___ Excerpt to read ___

"The Secret of Life" Narrative

If I should die before I wake
All my bone and sinew take
And put me in the compost pile
To decompose me for a while

Worms, water, sun will have their way
Returning me to common clay
All that I am will feed the trees
And little fishies in the seas

So when radishes and corn you munch
You may be having me for lunch
And then excrete me with a grin
Chuckling “There he goes again.”

– Lee Hayes, folksinger

The forest floor in McDonald Creek Valley is a giant compost pile. Because so little sun gets through the canopy of cedar and hemlock, the major contributions of energy to this area are the old trees which finally die and fall to the ground.

Before they fall, they usually stand for many years as giant snags, providing homes to woodpeckers, flying squirrels, owls, swallows, raccoons, porcupines, fishers, pine martens, bats, chickadees – the list is long. Carpenter ants, who leave sawdust piles at the base of the tree, dig tunnels through the wood, weakening the tree and providing food to pileated woodpeckers. Horse-hoof and turkey-tail conks (more fungus) dig their own mycelia into the tree while it still stands.

___

Tasks -
a. In the compost text, what are the major contributions of energy to the forest floor in McDonald Creek Valley?
b. Please summarize the compost text in two sentences.
c. Quote the compost text from "So when radishes" up to and including "to the ground.".
The data after this point comes from a separate source.

___ Entries shown ___

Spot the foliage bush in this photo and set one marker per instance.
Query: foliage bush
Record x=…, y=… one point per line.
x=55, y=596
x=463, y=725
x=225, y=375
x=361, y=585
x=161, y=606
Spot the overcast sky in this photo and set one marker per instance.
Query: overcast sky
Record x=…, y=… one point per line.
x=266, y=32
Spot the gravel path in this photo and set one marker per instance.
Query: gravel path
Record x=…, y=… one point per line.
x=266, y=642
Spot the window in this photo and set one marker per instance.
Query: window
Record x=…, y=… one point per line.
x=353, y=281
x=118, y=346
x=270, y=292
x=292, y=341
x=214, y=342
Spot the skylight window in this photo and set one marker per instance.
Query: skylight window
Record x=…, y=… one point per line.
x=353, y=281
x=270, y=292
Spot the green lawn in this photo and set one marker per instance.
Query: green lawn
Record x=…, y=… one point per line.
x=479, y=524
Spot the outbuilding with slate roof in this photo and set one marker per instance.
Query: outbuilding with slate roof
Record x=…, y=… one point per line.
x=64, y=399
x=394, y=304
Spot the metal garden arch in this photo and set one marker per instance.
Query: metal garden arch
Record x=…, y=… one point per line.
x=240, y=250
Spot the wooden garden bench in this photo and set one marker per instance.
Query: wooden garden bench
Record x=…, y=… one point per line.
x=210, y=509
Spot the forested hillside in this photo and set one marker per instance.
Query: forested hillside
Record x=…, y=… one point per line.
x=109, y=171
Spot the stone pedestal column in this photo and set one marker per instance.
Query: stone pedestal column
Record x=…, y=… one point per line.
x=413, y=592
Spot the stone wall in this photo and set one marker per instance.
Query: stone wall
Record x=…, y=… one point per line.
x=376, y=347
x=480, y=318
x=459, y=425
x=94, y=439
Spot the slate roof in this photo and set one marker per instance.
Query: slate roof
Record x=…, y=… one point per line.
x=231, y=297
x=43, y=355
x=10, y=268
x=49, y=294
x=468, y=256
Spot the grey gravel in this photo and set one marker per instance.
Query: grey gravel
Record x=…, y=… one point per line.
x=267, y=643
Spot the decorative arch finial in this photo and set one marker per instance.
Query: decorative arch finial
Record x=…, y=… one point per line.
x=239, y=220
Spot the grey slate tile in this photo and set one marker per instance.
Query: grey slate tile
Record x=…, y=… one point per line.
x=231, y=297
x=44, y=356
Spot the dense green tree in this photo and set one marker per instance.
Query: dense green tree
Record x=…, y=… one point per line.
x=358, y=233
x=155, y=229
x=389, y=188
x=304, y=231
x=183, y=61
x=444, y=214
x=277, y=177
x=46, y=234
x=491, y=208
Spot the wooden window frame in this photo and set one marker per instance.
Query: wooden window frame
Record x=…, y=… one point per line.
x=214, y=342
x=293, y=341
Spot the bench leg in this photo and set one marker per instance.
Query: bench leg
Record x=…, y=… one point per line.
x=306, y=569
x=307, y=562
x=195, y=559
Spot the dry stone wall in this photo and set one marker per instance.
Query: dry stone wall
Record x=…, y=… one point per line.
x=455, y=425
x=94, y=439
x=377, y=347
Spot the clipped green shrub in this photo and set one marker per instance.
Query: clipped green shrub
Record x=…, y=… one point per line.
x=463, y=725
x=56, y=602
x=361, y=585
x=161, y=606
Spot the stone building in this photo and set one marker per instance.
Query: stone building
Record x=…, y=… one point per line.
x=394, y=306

___

Solution set -
a. The old trees that finally die and fall to the ground.

b. A poem by folksinger Lee Hayes asks that the speaker's body be put in the compost pile, returned to common clay, and used to feed trees, fish, and the people who eat radishes and corn. The forest floor in McDonald Creek Valley is then described as a giant compost pile fed mainly by old trees that die and fall, which first stand for years as snags that house many animals and are weakened by carpenter ants and fungi.

c.
So when radishes and corn you munch
You may be having me for lunch
And then excrete me with a grin
Chuckling “There he goes again.”

– Lee Hayes, folksinger

The forest floor in McDonald Creek Valley is a giant compost pile. Because so little sun gets through the canopy of cedar and hemlock, the major contributions of energy to this area are the old trees which finally die and fall to the ground.